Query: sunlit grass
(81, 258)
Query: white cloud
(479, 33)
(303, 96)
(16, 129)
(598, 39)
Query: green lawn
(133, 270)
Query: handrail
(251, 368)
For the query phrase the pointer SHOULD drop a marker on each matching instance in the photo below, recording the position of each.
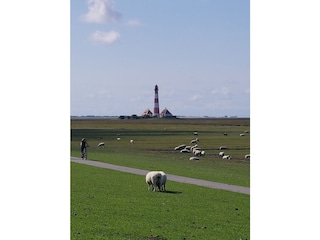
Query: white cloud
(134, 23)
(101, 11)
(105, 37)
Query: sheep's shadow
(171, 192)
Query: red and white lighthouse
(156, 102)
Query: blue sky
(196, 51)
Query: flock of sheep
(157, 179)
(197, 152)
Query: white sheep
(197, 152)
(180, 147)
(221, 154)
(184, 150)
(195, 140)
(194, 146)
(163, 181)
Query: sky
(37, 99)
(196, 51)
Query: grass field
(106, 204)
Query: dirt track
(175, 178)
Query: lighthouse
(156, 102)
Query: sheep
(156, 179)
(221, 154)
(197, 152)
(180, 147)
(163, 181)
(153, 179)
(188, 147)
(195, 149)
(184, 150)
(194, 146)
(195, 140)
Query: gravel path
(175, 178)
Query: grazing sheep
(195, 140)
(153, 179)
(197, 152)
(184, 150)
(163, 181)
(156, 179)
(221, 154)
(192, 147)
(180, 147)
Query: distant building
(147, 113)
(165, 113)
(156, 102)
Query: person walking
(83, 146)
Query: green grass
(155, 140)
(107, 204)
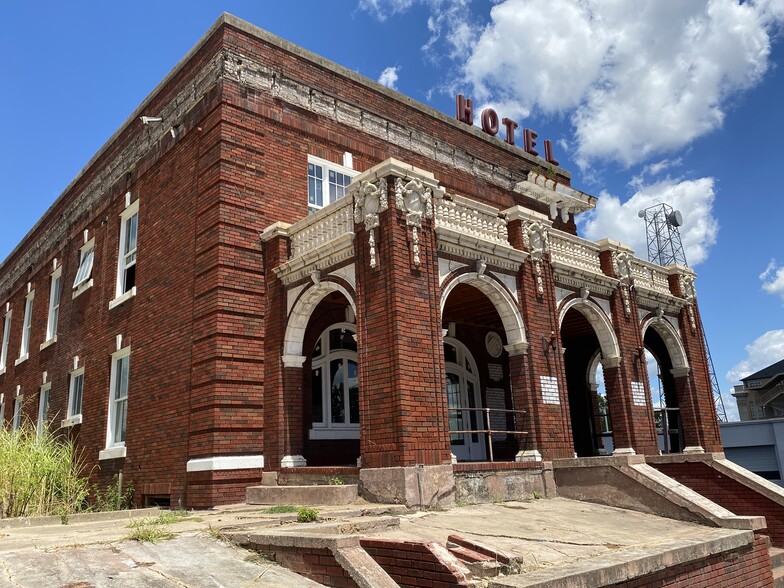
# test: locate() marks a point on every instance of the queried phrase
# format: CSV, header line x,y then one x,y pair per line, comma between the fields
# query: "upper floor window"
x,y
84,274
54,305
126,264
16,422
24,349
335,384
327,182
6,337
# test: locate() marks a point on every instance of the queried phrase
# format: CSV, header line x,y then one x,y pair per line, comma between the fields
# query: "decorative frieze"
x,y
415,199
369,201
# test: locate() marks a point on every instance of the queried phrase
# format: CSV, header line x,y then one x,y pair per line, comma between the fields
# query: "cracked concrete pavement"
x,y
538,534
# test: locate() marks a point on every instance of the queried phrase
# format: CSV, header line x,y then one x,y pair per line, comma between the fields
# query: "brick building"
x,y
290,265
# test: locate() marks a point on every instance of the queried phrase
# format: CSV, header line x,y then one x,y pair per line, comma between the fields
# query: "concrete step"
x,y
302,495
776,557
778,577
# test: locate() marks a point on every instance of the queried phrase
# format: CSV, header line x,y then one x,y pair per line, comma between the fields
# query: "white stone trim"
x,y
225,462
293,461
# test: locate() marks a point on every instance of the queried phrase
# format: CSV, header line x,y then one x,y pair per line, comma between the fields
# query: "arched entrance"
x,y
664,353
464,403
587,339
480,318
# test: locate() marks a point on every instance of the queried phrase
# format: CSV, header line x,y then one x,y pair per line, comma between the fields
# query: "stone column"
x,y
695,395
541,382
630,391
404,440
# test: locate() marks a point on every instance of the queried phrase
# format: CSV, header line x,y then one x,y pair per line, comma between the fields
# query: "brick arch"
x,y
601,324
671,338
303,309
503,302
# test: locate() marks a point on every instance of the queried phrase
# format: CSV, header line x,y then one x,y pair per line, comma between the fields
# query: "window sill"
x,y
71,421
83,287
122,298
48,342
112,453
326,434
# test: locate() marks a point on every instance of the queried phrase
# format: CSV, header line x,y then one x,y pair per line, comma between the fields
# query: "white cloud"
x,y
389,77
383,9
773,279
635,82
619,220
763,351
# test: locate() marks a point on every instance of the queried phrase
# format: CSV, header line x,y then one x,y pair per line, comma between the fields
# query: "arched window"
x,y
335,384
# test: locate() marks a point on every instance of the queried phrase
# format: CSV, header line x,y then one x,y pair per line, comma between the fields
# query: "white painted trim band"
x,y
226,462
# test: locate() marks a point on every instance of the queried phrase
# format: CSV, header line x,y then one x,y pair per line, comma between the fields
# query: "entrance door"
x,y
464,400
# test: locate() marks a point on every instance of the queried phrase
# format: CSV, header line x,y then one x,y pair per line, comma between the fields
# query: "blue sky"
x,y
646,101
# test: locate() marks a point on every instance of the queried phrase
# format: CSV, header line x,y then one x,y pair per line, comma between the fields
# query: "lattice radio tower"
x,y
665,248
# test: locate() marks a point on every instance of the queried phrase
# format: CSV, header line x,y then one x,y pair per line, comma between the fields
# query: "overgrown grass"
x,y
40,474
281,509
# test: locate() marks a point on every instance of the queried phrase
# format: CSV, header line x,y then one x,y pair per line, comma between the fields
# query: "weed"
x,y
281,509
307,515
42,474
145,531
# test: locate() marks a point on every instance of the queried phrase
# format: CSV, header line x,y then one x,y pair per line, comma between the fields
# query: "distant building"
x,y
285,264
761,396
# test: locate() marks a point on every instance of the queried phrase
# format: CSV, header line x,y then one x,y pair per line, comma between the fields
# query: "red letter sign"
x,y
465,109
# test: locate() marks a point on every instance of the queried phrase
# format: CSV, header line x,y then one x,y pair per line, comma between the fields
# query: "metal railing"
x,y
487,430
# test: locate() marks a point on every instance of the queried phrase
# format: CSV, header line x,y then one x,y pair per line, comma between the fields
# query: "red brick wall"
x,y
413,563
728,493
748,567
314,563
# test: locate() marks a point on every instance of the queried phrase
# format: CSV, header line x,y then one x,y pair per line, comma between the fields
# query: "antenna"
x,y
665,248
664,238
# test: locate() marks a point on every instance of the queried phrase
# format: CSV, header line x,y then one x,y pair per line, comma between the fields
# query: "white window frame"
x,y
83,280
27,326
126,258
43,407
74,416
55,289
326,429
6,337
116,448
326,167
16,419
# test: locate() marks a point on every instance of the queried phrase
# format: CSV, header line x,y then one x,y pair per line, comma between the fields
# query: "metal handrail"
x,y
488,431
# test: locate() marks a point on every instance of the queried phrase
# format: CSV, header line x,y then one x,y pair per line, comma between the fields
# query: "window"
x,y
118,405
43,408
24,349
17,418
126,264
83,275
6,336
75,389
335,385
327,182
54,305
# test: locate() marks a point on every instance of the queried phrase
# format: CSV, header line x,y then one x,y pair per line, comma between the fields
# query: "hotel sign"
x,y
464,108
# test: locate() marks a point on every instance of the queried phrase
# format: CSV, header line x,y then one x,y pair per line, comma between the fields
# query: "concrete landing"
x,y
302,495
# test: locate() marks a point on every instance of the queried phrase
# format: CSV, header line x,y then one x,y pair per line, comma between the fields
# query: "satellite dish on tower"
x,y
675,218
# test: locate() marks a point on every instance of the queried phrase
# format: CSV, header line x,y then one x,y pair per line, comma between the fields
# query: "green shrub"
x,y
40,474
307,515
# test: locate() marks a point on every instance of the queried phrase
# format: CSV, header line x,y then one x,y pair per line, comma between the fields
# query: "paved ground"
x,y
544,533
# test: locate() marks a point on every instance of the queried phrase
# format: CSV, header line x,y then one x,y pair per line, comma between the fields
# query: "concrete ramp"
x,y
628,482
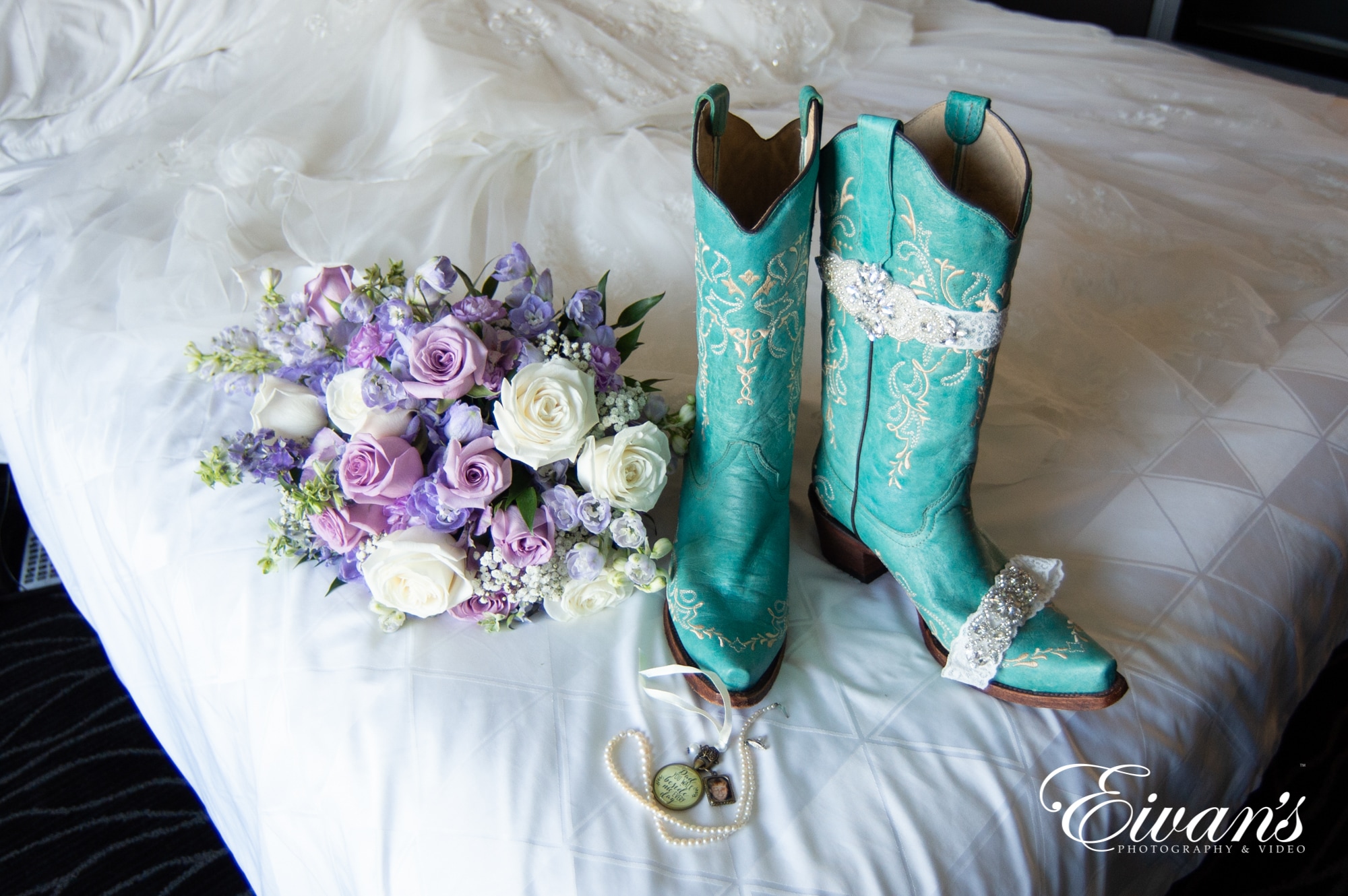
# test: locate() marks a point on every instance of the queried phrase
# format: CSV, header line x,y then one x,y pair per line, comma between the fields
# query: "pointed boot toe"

REQUIRED ACTION: Please retype the data exactly. The pictures do not go in.

REPLY:
Query: sunlit grass
(81, 258)
Query: white cloud
(479, 33)
(303, 96)
(16, 129)
(598, 39)
Query: green lawn
(133, 270)
Query: handrail
(251, 368)
For the query phrase the pointer SHOULD drop a marker on each matching instance in the photo below, recording the position of each.
Query: white cloud
(134, 23)
(101, 11)
(105, 37)
Query: sheep's shadow
(171, 192)
Query: red and white lighthouse
(156, 102)
Query: blue sky
(196, 51)
Query: flock of sheep
(157, 179)
(197, 152)
Query: white sheep
(197, 152)
(180, 147)
(221, 154)
(184, 150)
(195, 140)
(194, 146)
(163, 181)
Query: sky
(37, 99)
(196, 51)
Query: grass field
(106, 204)
Query: dirt track
(175, 178)
Query: lighthouse
(156, 102)
Query: sheep
(156, 179)
(221, 154)
(197, 152)
(180, 147)
(163, 181)
(153, 179)
(188, 147)
(195, 149)
(184, 150)
(194, 146)
(195, 140)
Query: gravel path
(175, 178)
Query: grazing sheep
(195, 140)
(153, 179)
(197, 152)
(184, 150)
(163, 181)
(156, 179)
(221, 154)
(192, 147)
(180, 147)
Query: distant building
(147, 113)
(165, 113)
(156, 102)
Query: person walking
(83, 146)
Query: green grass
(155, 140)
(107, 204)
# test: locate() marks a point on every instance of the queried phrase
# format: CSV, header line x,y then one x,y pair per line, comma between the fields
# query: "upper floor window"
x,y
84,274
54,305
126,264
16,422
24,349
335,384
327,182
6,337
# test: locate() marks a point on every instance of the queried phrase
# format: CSV, header line x,y then one x,y pair per line, comma between the fields
# query: "decorative frieze"
x,y
415,199
369,201
# test: locate() marks a point on every instance of the queried phrase
# format: CSV, header line x,y then one x,y pair per line, comma between the fields
# query: "cracked concrete pavement"
x,y
538,534
# test: locate() marks a point on every instance of the queried phrase
# format: CSV, header line x,y then one x,y pair per line, comma between the fields
# query: "brick building"
x,y
290,265
# test: locate() marks a point on every instance of the queried phrase
# format: CSV, header line x,y then one x,y pair per line, comma between the fields
# query: "concrete step"
x,y
302,495
776,557
778,577
# test: locate() marks a point on every instance of the queried phrase
# format: CSV, header line x,y then one x,y pair per line, comma between the fields
# query: "white stone trim"
x,y
225,462
293,461
# test: locate() marks a point on every instance of the queried phrase
# format: CSV, header line x,y then one x,y pair per line, comma between the fields
# query: "arched entrance"
x,y
664,353
464,403
587,339
480,318
# test: locate() marks a point on every instance of the queried phrase
# format: CSV, header line x,y then one x,y pair per line, comma between the fields
# query: "stone column"
x,y
695,395
541,382
630,391
404,440
# test: locate() marks a point on every instance of the queried phrase
# format: CSV, header line x,y then one x,y pair per line, comma between the fields
# query: "brick arch"
x,y
601,324
671,338
303,309
503,302
# test: locate() marks a point on every instance of the queried phrase
# format: CSV, header line x,y then one x,y pair per line, comma between the fields
# query: "window sill"
x,y
71,421
83,287
122,298
48,342
112,453
326,434
# test: locate() marks a point on every instance of the queried phrase
# format: CSV, header line x,y then one x,y pair per line, comma between the fields
# query: "white cloud"
x,y
389,77
383,9
773,279
635,82
619,220
763,351
# test: locate() marks a point on every instance of the queried phrase
# format: CSV, header line x,y then one x,y pair per line, comma between the fields
# query: "arched window"
x,y
335,384
# test: locate() marks a point on every instance of the queried phrase
# format: CSV, header line x,y then one x,y pair per line, comma between the fields
# query: "white painted trim band"
x,y
226,462
# test: locate() marks a point on every instance of the queried phrase
# format: CSV, header line x,y then one x,y pair per line, comma between the fields
# query: "entrance door"
x,y
464,400
# test: locate() marks a point on every instance of the queried phrase
# format: CSV, header line x,y then one x,y pair per line, comma between the fields
# query: "blue sky"
x,y
646,101
# test: locate() marks a point on every instance of the queried phrase
# format: CSV, header line x,y then one x,y pair per line, comma between the fields
# query: "lattice radio tower"
x,y
665,248
# test: locate() marks a point on every instance of the queried phrase
# format: CSV, header line x,y then one x,y pair per line, comma between the fields
# query: "overgrown grass"
x,y
40,474
281,509
# test: locate() marks a point on every instance of the queried phrase
# format: CSV, header line x,y then one x,y pair per line, comma between the fields
# query: "weed"
x,y
281,509
307,515
42,474
145,531
# test: locate() marks a point on every instance of the queried phrase
# format: CSV, header line x,y then one x,y pair per line, comma between the fields
# query: "distant building"
x,y
285,264
761,396
# test: locate() marks a point on every instance of the queried phrase
# format: CSV, header line x,y then one x,y pair per line, comma between the fields
# query: "red letter sign"
x,y
465,109
# test: locate() marks a point on every instance of the queried phrase
# format: CSV, header line x,y then one x,y pair per line, comma between the fields
# query: "metal railing"
x,y
487,430
# test: locate() marks a point on every instance of the queried phrase
# format: CSV, header line x,y then one x,y pair per line, comma between the fields
# query: "red brick wall"
x,y
413,563
728,493
748,567
314,563
# test: locate() marks a point on every instance of the queried phrase
# format: CSV, header line x,y then one x,y pair per line, comma between the fields
# query: "antenna"
x,y
665,248
664,238
# test: locate() marks a point on every instance of the queried phrase
# format: CSV, header line x,y then one x,y pair per line, comma between the fields
# query: "white window frame"
x,y
83,280
27,326
126,258
43,407
74,416
55,289
326,429
6,337
116,448
326,167
16,419
# test: locate() marks a point on every instance of the queried phrase
# format: CSV, header line x,y then one x,y pair per line, comma between the fields
# query: "metal handrail"
x,y
488,431
# test: locate() marks a point on every instance of the queried phrase
# format: CSV, header line x,y then one x,y pair per line, comma between the fields
# query: "window"
x,y
118,405
43,408
24,349
17,418
126,264
83,275
6,336
75,389
335,385
327,182
54,305
# test: locate() marks a point on every instance of the queried phrase
# format: CSV, header line x,y then one x,y pair per line, comma between the fields
# query: "hotel sign"
x,y
464,108
# test: locate() marks a point on every instance of the queried phrase
# format: CSV, header line x,y then one x,y pair per line, comma between the fields
# query: "concrete landing"
x,y
302,495
# test: locate() marks a point on every instance of the queried phrase
# format: CSV, header line x,y then one x,y pair per line, comma between the fields
# query: "satellite dish on tower"
x,y
675,218
# test: locate() marks a point on every instance of the queried phrase
# format: CSV, header line x,y then one x,y pair per line, comma between the fields
# query: "green shrub"
x,y
40,474
307,515
# test: locate() marks a point on every instance of the queried phrase
# format: CSV, header line x,y then one x,y pair per line, comma between the fields
# query: "paved ground"
x,y
544,533
# test: locate() marks a point on every instance of the queried phrase
# format: CSV, header line x,y then one x,y pair per line, comma between the fields
# query: "concrete ramp"
x,y
628,482
# test: locate() marks a point on every instance of the queried phrase
# format: CSV, header line x,y then one x,y pair per line, comma between the fields
# query: "pointed boot toe"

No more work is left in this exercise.